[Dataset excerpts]
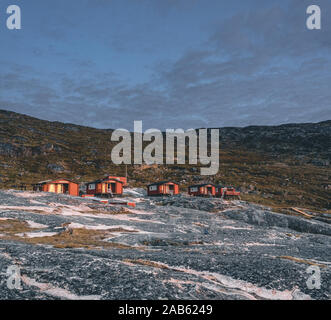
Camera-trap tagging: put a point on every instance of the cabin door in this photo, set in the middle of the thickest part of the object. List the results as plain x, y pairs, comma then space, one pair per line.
112, 187
59, 188
65, 188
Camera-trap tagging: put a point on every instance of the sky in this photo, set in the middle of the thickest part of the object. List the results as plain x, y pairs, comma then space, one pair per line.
170, 63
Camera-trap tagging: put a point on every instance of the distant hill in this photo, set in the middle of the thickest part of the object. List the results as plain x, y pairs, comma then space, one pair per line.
286, 165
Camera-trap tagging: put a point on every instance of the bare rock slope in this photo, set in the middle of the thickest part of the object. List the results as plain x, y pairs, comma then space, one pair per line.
165, 248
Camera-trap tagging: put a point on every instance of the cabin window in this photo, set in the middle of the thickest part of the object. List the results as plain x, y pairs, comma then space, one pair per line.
91, 186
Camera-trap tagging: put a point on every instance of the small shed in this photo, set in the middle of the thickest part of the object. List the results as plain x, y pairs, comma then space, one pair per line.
58, 186
108, 187
162, 188
206, 189
123, 179
222, 191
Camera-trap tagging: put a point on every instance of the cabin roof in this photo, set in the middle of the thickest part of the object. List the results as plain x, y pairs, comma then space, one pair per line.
50, 181
161, 182
105, 179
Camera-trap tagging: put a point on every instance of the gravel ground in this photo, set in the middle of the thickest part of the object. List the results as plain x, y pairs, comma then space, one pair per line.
181, 248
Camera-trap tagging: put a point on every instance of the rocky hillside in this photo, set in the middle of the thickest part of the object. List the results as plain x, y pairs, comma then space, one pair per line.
283, 166
189, 248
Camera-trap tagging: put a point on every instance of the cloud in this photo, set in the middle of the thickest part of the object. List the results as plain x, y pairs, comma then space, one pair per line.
258, 67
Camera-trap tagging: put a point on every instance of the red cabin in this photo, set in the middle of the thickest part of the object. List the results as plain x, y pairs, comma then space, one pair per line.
108, 187
58, 186
206, 189
123, 179
222, 192
162, 188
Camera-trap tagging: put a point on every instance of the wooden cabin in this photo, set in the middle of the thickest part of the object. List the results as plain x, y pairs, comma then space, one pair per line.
123, 179
222, 192
64, 186
206, 189
162, 188
106, 187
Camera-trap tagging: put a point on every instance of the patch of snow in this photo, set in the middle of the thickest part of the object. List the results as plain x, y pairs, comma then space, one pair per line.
36, 234
51, 290
36, 225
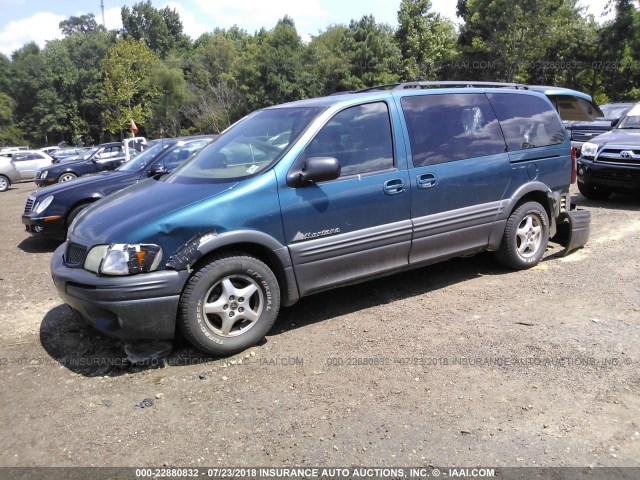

**TASK:** Start at the line that contains "Camera-trap tagging: put a point on every instance of the wooden" and retype every line through the end of the entries above, both ends included. Exclude all pictures.

**RESPONSE:**
Camera-trap tagging: put a point on every instance of the wooden cabin in this photo, set in the middle of the thickest part of the object. List the results as plain x, y pairs, comma then space, one pair per line.
123, 179
222, 192
64, 186
206, 189
162, 188
106, 187
Camera-trap tagging: put a point on every instance of the patch of snow in this photo, set in the middle of the thickest part of the object. List the results as plain x, y pairs, comma then space, one pair per line.
36, 234
51, 290
36, 225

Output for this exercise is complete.